__TASK GOAL__
Return the material word for word, starting with the line that contains "Count every yellow" and continuing through the line that contains "[223,51,276,139]", with both of those lines included.

__MATERIAL PROVIDED__
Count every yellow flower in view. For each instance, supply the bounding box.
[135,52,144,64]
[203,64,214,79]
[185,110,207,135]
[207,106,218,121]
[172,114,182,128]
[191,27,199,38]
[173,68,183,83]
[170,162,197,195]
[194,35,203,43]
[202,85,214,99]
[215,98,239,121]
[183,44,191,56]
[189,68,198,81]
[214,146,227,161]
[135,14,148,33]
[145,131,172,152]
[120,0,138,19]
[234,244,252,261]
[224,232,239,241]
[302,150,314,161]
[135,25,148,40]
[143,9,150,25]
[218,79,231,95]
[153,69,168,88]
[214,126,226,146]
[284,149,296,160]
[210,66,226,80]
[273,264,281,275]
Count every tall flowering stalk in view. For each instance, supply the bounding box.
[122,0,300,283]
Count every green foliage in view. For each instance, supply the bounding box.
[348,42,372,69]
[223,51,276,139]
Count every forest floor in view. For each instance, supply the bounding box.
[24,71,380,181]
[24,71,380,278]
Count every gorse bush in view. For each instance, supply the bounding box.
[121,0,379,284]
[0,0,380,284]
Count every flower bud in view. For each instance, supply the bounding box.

--

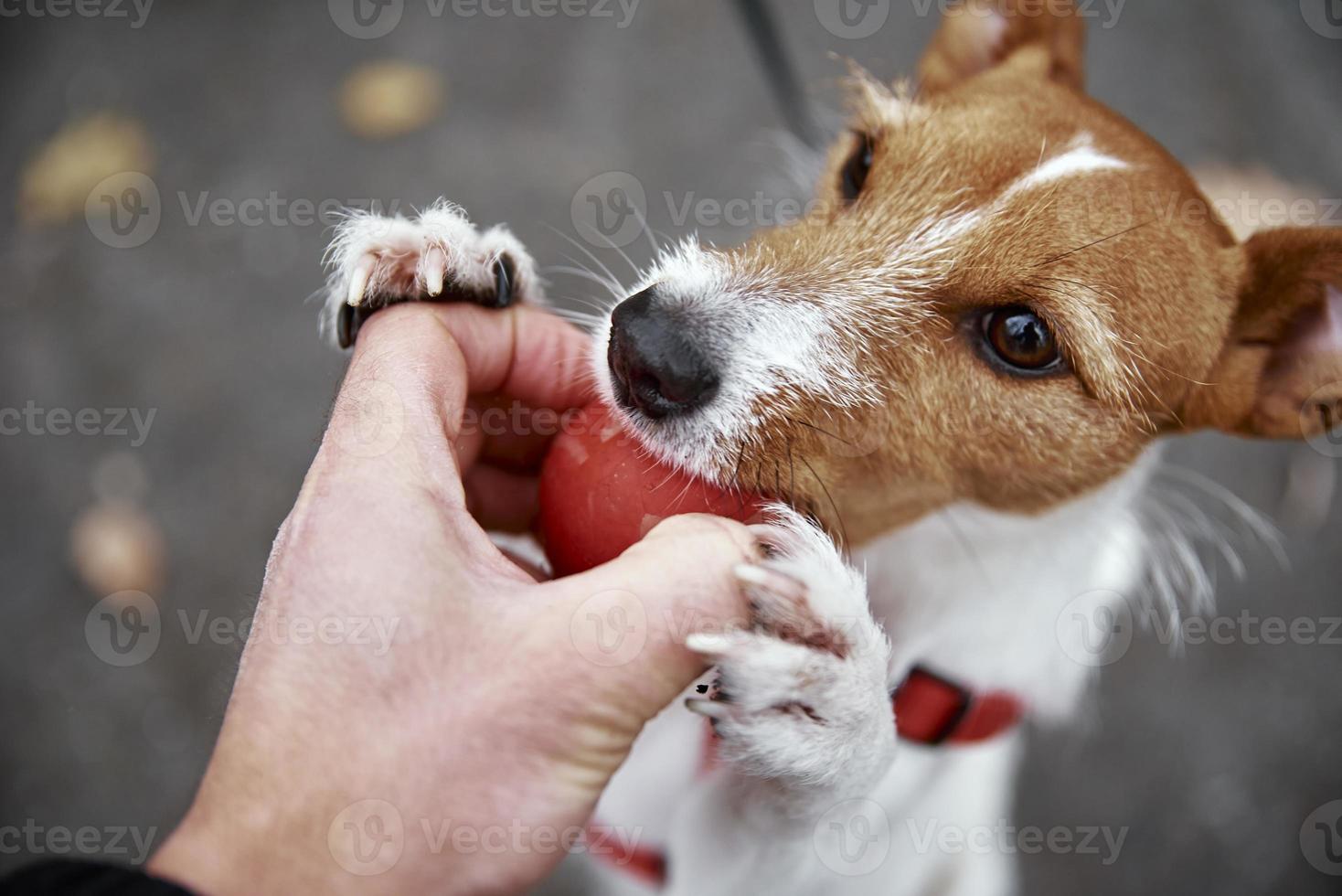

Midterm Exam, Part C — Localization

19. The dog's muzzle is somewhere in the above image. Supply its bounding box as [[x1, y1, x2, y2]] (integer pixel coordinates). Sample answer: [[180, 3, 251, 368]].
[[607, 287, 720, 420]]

--

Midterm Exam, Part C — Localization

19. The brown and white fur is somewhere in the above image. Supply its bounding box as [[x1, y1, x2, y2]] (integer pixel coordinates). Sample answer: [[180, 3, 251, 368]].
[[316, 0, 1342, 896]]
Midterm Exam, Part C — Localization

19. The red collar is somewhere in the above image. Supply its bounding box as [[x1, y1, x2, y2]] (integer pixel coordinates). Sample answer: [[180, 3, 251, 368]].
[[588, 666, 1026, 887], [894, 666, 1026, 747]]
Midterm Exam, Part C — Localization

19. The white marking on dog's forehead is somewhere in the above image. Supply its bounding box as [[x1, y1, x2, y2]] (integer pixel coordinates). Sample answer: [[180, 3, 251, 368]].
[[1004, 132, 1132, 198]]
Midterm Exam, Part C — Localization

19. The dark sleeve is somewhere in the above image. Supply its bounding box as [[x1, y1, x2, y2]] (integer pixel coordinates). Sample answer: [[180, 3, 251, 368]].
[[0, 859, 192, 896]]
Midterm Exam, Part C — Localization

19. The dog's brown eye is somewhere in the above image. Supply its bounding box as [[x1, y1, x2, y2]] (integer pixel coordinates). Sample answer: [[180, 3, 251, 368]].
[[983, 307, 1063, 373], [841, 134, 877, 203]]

__ANSWER TO THE EXERCISE__
Count every yellow flower in view. For each instance, supply the bounding box.
[135,52,144,64]
[203,64,214,79]
[185,110,207,135]
[207,106,218,121]
[172,114,182,128]
[191,27,199,38]
[173,68,183,83]
[170,162,197,195]
[194,35,203,43]
[202,85,214,99]
[215,98,239,121]
[183,44,191,56]
[189,68,198,81]
[214,146,227,161]
[135,14,148,33]
[145,131,172,152]
[120,0,138,19]
[234,244,252,261]
[224,232,239,241]
[302,150,314,161]
[135,25,148,40]
[143,9,150,25]
[218,79,231,95]
[153,69,168,88]
[214,126,226,146]
[284,149,296,160]
[210,66,226,80]
[273,264,281,275]
Count every tall flowering stalk in view. For each instance, supply the bounding box.
[122,0,300,283]
Count every green foliage in view. For each instance, supply the bounding box.
[348,42,372,69]
[223,51,276,139]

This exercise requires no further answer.